[Start DATA FOR THE TASK]

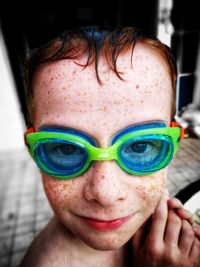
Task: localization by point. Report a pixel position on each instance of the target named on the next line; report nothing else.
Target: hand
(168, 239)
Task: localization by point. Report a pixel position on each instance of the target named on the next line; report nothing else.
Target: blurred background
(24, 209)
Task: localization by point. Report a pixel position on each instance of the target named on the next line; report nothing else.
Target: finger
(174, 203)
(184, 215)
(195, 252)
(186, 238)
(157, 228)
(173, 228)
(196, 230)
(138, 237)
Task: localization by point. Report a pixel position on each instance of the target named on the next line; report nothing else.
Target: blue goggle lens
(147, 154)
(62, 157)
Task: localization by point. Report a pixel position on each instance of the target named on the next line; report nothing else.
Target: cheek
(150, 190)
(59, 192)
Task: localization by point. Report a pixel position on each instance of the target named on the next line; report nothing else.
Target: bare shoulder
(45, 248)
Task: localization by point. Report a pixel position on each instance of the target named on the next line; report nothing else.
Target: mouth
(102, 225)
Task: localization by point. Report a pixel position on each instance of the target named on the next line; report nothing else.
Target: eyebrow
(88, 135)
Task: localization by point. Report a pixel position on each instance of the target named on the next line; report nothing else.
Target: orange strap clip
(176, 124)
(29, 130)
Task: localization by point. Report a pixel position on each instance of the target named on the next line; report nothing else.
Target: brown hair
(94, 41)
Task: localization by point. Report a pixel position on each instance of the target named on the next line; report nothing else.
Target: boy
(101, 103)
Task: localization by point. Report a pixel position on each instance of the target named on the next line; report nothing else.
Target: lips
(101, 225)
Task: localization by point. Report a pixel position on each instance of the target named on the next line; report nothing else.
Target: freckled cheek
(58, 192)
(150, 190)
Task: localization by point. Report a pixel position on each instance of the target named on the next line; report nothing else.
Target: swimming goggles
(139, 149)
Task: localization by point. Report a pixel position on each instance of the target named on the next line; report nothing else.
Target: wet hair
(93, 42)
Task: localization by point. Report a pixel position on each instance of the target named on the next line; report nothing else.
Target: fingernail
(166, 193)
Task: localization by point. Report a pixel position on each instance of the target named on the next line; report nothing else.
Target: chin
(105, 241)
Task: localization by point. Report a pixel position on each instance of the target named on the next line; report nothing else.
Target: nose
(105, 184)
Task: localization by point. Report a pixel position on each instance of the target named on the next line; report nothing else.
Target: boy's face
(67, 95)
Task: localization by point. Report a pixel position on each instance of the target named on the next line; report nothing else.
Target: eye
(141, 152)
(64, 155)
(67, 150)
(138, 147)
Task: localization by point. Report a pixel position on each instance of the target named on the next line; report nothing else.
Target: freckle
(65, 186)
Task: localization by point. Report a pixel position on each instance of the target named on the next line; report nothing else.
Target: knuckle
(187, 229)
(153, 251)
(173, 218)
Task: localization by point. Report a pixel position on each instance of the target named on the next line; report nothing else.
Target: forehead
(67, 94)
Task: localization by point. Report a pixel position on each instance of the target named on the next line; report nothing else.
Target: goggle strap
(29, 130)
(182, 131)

[End DATA FOR THE TASK]

State the number of lines in the items above that contain the string "strap", treating uppercase and lowercase as different. Give only the number.

2